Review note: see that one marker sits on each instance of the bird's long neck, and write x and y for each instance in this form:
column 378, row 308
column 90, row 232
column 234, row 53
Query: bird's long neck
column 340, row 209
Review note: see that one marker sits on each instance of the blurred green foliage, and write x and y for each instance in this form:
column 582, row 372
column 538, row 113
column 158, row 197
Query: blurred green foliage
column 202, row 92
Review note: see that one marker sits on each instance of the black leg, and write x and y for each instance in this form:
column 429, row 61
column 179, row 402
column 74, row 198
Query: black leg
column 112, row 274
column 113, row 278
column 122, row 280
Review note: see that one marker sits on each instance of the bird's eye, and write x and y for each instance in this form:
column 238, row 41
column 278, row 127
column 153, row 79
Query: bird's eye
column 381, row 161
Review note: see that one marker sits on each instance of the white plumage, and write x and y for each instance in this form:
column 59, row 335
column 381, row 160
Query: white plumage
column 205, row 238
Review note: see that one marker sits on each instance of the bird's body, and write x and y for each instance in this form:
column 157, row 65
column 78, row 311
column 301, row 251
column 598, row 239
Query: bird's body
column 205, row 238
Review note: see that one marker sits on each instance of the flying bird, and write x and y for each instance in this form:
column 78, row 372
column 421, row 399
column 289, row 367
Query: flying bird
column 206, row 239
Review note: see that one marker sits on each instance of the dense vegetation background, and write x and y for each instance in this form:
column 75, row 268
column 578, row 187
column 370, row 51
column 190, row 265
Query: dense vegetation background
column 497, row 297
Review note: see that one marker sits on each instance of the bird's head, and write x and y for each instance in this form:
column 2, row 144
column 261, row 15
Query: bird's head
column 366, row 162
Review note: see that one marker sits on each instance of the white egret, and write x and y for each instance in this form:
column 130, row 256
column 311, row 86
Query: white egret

----

Problem details - Can you rewrite the entries in the stretch from the very start through the line containing "column 381, row 161", putting "Target" in place of "Query" and keeping everything else the same?

Full solution -
Review note: see that one marker sits on each instance of the bird's long neck, and write x and y for each instance in this form:
column 378, row 308
column 90, row 232
column 234, row 53
Target: bird's long neck
column 340, row 209
Review note: see that one marker sits on each instance of the blurred green foliage, and write x and y for each instance in this form:
column 582, row 372
column 538, row 113
column 158, row 197
Target: blurred green foliage
column 202, row 92
Review note: see that one marker sits on each instance of the black leg, and write x and y for each instance in this form:
column 429, row 61
column 179, row 402
column 74, row 198
Target: black leg
column 112, row 274
column 113, row 278
column 122, row 280
Review note: see that one marker sits on each instance of the bird's eye, and write x and y for each instance in this form:
column 238, row 41
column 278, row 127
column 153, row 79
Target: bird's eye
column 381, row 161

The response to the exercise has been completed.